問題と課題:
1. 運転評価装置に関する文章の最後の段落から、本発明の運転評価装置が備えるとされる「〜手段」をすべて書き出しなさい。
2. 運転評価装置に関する文章で、特許文献1として示されている公報の番号は何か答えなさい。
3. 運転評価装置に関する文章の最後の文に続く部分を書きなさい。

文書の抜粋:
▼
この発明は、車両の省燃費運転を評価する運転評価装置および運転評価方法に関し、特に、性能が異なるさまざまな自動車に対して汎用的に用いることができるとともに、エコドライブに関して定量的な運転評価を行うことができる運転評価装置および運転評価方法に関する。
近年、地球環境の悪化に伴い、自動車等の車両の運転においては、地球環境に優しい省燃費運転(エコドライブ)が求められている。たとえば、急加速および急加速を繰り返す運転は、多くの燃料を消費するうえ、排出ガスの量も増えるため、エコドライブの観点からは好ましくない。
このようなエコドライブ意識の高まりに対応するために、運転状態がエコドライブに該当するか否かをドライバーに対して報知する技術が提案されている。たとえば、特許文献1には、車両速度に基づいて加減速の状態を取得し、エコドライブに反する急加速や急減速が行われた場合に、運転評価の点数を減点したうえでドライバーに対して表示する技術が開示されている。
特開2007−22505号公報
しかしながら、特許文献1に開示されている技術は、エコドライブに反する運転状態を抽象的に定義したにすぎず、エコドライブについて具体的な評価手法を提示するものではない。したがって、特許文献1の技術を用いた場合であっても、エコドライブであるか否かを定量的に評価することができないという問題がある。
なお、自車両の燃料消費率に基づいて運転評価を行う自動車も見受けられるが、燃料消費率は、自動車の種類やエンジンの排気量等に応じて異なることが通常である。したがって、燃料消費率に基づいてエコドライブを評価する手法は汎用的な手法とはいえない。
これらのことから、性能が異なるさまざまな自動車に対して汎用的に用いることができるとともに、エコドライブに関して定量的な運転評価を行うことができる運転評価装置あるいは運転評価方法をいかにして実現するかが大きな課題となっている。
本発明は、上述した従来技術による問題点を解消するためになされたものであり、性能が異なるさまざまな自動車に対して汎用的に用いることができるとともに、エコドライブに関して定量的な運転評価を行うことができる運転評価装置および運転評価方法を提供することを目的とする。
上述した課題を解決し、目的を達成するため、本発明は、車両の省燃費運転を評価する運転評価装置であって、前記省燃費運転の評価対象となる減速区間の始点および終点をアクセル開度率に基づいて検出する減速区間検出手段と、所定の走行速度から所定の減速完了速度まで安全に減速できる単位時間あたりの減速値をあらわす減速値情報を記憶する減速値情報記憶手段と、前記減速区間検出手段によって前記始点が検出されてから前記終点が検出されるまでの実走行距離を算出する実走行距離算出手段と、前記減速区間検出手段によって検出された前記始点における走行速度に対応する前記減速値を前記減速値情報記憶手段から取得し、当該走行速度および当該減速値に基づく許容減速走行距離を算出する許容減速走行距離算出手段と、前記実走行距離算出手段によって算出された実走行距離と前記許容減速走行距離算出手段によって算出された許容減速走行距離との対比に基づいて前記始点における減速タイミングの良否を判定する良否判定手段とを備えたことを特徴とする。
▲
与えられた情報:
▼
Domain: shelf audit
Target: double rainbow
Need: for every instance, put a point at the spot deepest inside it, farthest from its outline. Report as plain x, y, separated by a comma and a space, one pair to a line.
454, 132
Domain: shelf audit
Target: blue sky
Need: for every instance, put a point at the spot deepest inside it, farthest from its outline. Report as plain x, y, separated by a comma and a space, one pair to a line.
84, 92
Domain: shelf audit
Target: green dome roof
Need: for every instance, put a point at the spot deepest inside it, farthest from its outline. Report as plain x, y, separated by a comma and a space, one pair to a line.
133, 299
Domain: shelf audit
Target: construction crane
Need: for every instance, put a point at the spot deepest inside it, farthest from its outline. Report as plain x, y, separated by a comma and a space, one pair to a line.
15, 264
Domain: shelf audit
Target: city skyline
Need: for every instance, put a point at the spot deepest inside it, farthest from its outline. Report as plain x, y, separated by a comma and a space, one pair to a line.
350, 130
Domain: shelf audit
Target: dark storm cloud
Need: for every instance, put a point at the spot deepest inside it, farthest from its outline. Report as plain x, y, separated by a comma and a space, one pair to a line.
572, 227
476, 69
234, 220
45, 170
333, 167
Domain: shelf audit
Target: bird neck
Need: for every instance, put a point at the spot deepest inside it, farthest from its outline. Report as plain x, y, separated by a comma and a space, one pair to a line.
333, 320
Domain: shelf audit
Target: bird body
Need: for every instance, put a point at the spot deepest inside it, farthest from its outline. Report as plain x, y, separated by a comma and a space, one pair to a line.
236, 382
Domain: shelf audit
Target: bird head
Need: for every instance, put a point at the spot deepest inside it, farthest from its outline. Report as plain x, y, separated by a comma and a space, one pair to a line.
▲
解答例:
1. 減速区間検出手段、減速値情報記憶手段、実走行距離算出手段、許容減速走行距離算出手段、良否判定手段

2. 特開2007−22505号公報

3.
また、本発明は、車両の省燃費運転を評価する運転評価方法であって、前記省燃費運転の評価対象となる減速区間の始点および終点をアクセル開度率に基づいて検出する減速区間検出工程と、所定の走行速度から所定の減速完了速度まで安全に減速できる単位時間あたりの減速値をあらわす減速値情報を記憶する減速値情報記憶工程と、前記減速区間検出工程によって前記始点が検出されてから前記終点が検出されるまでの実走行距離を算出する実走行距離算出工程と、前記減速区間検出工程によって検出された前記始点における走行速度に対応する前記減速値を前記減速値情報記憶工程から取得し、当該走行速度および当該減速値に基づく許容減速走行距離を算出する許容減速走行距離算出工程と、前記実走行距離算出工程によって算出された実走行距離と前記許容減速走行距離算出工程によって算出された許容減速走行距離との対比に基づいて前記始点における減速タイミングの良否を判定する良否判定工程とを含んだことを特徴とする。
本発明によれば、省燃費運転の評価対象となる減速区間の始点および終点をアクセル開度率に基づいて検出し、所定の走行速度から所定の減速完了速度まで安全に減速できる単位時間あたりの減速値をあらわす減速値情報を記憶し、減速区間の始点が検出されてから減速区間の終点が検出されるまでの実走行距離を算出し、検出された減速区間の始点における走行速度に対応する減速値を取得し、走行速度および減速値に基づく許容減速走行距離を算出し、算出された実走行距離と許容減速走行距離との対比に基づいて減速区間の始点のタイミング、すなわち、アクセルOFFによる減速開始タイミングの良否を判定することとしたので、性能が異なるさまざまな自動車に対して汎用的に用いることができるとともに、エコドライブに関して定量的な運転評価を行うことができるという効果を奏する。
以下に添付図面を参照して、この発明に係る運転評価装置および運転評価方法の好適な実施例を詳細に説明する。なお、以下では、本発明に係る運転評価手法の概要について図1を用いて説明した後に、本発明に係る運転評価手法を適用した運転評価装置についての実施例を説明することとする。
まず、本発明に係る運転評価手法の概要について図1を用いて説明する。図1は、本発明に係る運転評価手法の概要を示す図である。同図に示すように、本発明に係る運転評価手法では、車両が減速するシチュエーションにおけるエコドライブの評価を行う。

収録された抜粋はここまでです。